Provided material:
------------

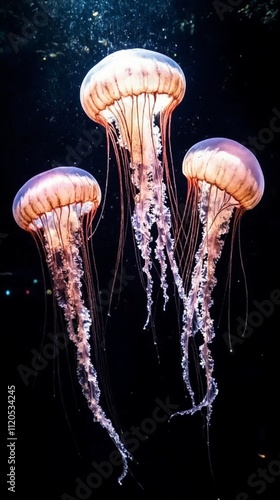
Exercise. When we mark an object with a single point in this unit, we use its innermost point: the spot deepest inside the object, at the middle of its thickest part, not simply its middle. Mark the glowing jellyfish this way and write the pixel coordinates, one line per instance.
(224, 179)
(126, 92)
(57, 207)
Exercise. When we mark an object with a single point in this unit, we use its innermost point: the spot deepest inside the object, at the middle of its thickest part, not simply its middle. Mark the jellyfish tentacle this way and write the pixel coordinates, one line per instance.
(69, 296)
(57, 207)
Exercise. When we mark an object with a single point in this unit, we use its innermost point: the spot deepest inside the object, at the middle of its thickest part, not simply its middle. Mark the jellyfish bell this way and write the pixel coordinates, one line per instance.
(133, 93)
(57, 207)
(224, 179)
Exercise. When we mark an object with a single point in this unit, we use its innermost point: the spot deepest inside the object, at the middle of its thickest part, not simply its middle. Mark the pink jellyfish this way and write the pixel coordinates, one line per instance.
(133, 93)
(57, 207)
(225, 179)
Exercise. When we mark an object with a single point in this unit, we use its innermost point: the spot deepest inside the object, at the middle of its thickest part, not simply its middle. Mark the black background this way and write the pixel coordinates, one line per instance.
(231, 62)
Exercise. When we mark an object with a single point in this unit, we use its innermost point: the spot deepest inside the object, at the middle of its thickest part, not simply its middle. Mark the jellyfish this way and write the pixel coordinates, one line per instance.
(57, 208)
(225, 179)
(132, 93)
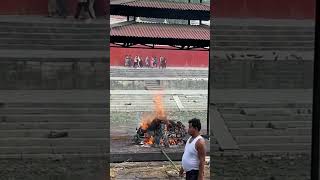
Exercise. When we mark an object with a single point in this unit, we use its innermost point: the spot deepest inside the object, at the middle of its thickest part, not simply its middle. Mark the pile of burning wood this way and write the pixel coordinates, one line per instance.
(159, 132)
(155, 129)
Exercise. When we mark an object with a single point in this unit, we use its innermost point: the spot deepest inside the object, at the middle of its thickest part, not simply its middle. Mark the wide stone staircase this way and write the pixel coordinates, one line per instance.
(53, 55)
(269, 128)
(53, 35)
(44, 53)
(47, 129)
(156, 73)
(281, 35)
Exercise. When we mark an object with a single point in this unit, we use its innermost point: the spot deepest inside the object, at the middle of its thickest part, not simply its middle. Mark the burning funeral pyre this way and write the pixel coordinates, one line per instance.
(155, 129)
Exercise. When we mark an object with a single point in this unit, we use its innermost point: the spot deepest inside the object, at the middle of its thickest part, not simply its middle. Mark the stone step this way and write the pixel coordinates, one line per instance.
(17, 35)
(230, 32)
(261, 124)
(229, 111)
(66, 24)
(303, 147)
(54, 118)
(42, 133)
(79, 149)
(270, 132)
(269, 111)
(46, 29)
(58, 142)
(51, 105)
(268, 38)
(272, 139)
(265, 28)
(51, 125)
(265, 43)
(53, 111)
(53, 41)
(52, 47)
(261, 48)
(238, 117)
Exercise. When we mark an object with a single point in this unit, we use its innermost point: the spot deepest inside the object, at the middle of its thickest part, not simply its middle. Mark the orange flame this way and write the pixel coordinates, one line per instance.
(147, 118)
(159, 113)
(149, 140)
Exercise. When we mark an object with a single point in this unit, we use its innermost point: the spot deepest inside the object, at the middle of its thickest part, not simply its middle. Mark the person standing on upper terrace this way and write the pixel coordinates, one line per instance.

------------

What you will do:
Each record above needs to be copied exactly, with images left out.

Response to the task:
Exercise. When we mark an object with a single point in this unit, we use its innermost point: the spot deepest inside the object, at the middle of its thickest part, not simply its middle. Mark the glowing jellyfish this way and write the pixel coordinates, one line per instance.
(224, 179)
(126, 92)
(57, 207)
Exercise. When we mark an object with a single point in this unit, we use its innermost point: the spot deepest inside the object, at the middle of its thickest part, not simply its middle. Mark the jellyfish tentacle this way and write the pixel coordinates, one line per instance.
(69, 296)
(57, 207)
Exercise. When we mark an object with a single point in this unit, we use its innermost point: the spot deepest inside the object, at the middle of its thickest part, not simply its middle. Mark the jellyfish bell this way and write the pixel coordinates, one line per instance.
(133, 93)
(57, 207)
(224, 179)
Exercise. When we mark an object with a single point in this unit, we use its innermost point: the spot deepest inside the object, at the middle of its thickest part, not simply its middle. Mark the pink jellyfish this way and write the pixel coordinates, one line per instance.
(133, 93)
(57, 207)
(225, 179)
Exercise. When we mark an object with a single point in this unit, we use its innermost point: the spot deepest inside the object, at the middle of its thickest part, not simply its middle. Mark the black background this way and write the pixel coordinates, one line per instance.
(231, 62)
Exercise. When we mark an object with a single point in this unit, we use its innermost point: the spot deepest inside the object, at the middle of its thickest part, not simply its middle. Mark the jellyfish this way and write the pixel coordinates, one line per instance.
(57, 208)
(225, 179)
(132, 93)
Exercise. When we mark an object with a single point in this unit, we use its innermost point: the spot deepest inside the object, at the middle of its thickest part, not simply its middle. Mark the pile of burning wood this way and write the pixel coordinates, one line per instance.
(159, 132)
(155, 129)
Exercise. When we mark an object with a single point in this unit, we use its innermost point: the spot deepest inside the object, at the middle of its thickest part, not simply its middle. Mark the wide stone staircase this way and write the pixel coordinates, one line per instance.
(53, 55)
(269, 128)
(53, 35)
(44, 53)
(47, 129)
(156, 73)
(281, 35)
Exercise. When we mark an object with a single point in this unit, we use its innermost point: the spot deepest inside the object, at the middle of its thickest part, not simply its middle. Mark the burning funeral pyre this way and write the pixel coordinates, one line per instance.
(155, 129)
Exercise. When we mark an object with a single point in this unit, we use its innermost point: the spot deepest inside the object, at the middle of its thickest part, not simply its middle. Mark the stone step this way and write the pixel coordinates, one line per instance.
(17, 35)
(230, 32)
(261, 124)
(229, 111)
(66, 24)
(303, 147)
(54, 118)
(42, 133)
(79, 149)
(270, 132)
(269, 111)
(46, 29)
(58, 142)
(51, 105)
(268, 38)
(272, 139)
(265, 28)
(51, 125)
(265, 43)
(53, 111)
(53, 41)
(52, 47)
(261, 48)
(238, 117)
Exercise. When we mark an object with a single point in this unit, we use its innermost point: the spot deepest inside the object, at the middle of its thickest part, not simply its middle. Mark the orange flame this way and write the pixel coordinates, one line per instance.
(147, 118)
(159, 113)
(149, 140)
Exercise. When we mark an object with a single point in this unit, we use its innermost point: the spot deepest inside the object, at the middle of its thickest part, not simply its middle. Mark the person standing on upper terrace this way and write the pixel coordinates, one line per instance.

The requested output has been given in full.